# Selected passage
....

Slow & Steady Wins The Race For The Longest Living Pets

In my previous post, “Can Our Dog’s ‘Dog Years’ Ever Match Human Years,” I posed the question whether or not dogs could live longer, so pet owners didn’t have to face the inevitable loss in sometimes less than a decade. In my research I learned that the experimental drug ‘Ramamycyn.’ which has shown positive results in extending the lifespan of mice might be the answer. However, that scientific research appears to need more time to possibly extend a dog's life. So without that medical assist, are there any other pets that can literally stand the test of time and live as long as humans . . . or perhaps, even longer?

Oldest Pets

Macaws are known to have an average life span of 50 years. In fact, “Charlie,” a blue macaw born in 1899 was still around and squawking at the ripe old age of 117. Legend has it that Charlie was originally Winston Churchill’s companion, though that claim has been debunked by several close associates.

“Goldie” the goldfish surprised everyone after being purchased at a town fair to live a very long and healthy life. He died at the ripe old age of 45 years old. He was also much larger than the normal goldfish. Must have been something in that water, don't you think?

Two salamanders at the Artis Zoo in the Netherlands reached 52 years old. They also took home a trophy and the Guinness World Record for oldest amphibians.

Slow & Steady wins the race . . .

However, the bragging rights for the “oldest pet ever” has to go the Aldabra tortoise, Adwaita, who lived to the an unbelievable 255 years. She was a pet that out-lived her owner and many others, after she was relocated to live out her days at a Calcutta zoo.

So, it appears that tortoises win the race for consistently being the oldest pets. Most recently, Jeanna Smith reported that her gopher tortoise "George" has been her pet for the last 56 years.

On her 10th birthday in 1962, her father threw her a party which culminated to her delight when he presented her with a tortoise as a gift.

"George is probably my oldest friend," Smith told local newspapers. "He’s just really been a wonderful pet."

....

# Material shown
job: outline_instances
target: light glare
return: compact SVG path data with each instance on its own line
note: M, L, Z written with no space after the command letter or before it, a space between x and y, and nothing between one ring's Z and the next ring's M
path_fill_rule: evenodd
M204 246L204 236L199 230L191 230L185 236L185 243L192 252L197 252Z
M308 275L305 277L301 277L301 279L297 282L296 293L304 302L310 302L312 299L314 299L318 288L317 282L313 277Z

....

# Required tasks
A. In the article on long-lived pets, what year was Charlie the blue macaw born?
B. Copy out a passage from the article on long-lived pets, beginning at the words "So, it appears" and stopping after "tortoise as a gift.".
C. Carry on the article about long-lived pets from the point where it stops.

# Results in order
A. 1899

B.
So, it appears that tortoises win the race for consistently being the oldest pets. Most recently, Jeanna Smith reported that her gopher tortoise "George" has been her pet for the last 56 years.

On her 10th birthday in 1962, her father threw her a party which culminated to her delight when he presented her with a tortoise as a gift.

C.
"I went off to college and George came with me. He's always gotten strawberries and kiwi for Christmas morning," she added. "He'd ride in my bike basket when I was a little girl," Smith added.

Smith, who is now 65, and George have been inseparable over the years. After all . . . these very old friends know each other as well as they do themselves.

Extinction looms . . .

Over the years, the gopher tortoises have found themselves on increasingly uncertain footing. Once commonly found throughout the U.S., their numbers have decreased dramatically in recent years — where today — most are confined to the state of Florida.

The U.S. Fish & Wildlife Service points to the usual suspects for their decline — habitat destruction, as well as the use of pesticides and herbicides, and the absence of strong laws to protect them.

So while these anecdotal stories keep popping up about their longevity, it’s up to us humans to protect this venerable species from further threats of extinction. Some work is already being done in this regard. Last year, Georgia’s Department of Natural Resources set aside 3,000 acres for the newly minted Alligator Creek Wildlife Management Area, a sprawling stretch aimed at protecting the gopher tortoise.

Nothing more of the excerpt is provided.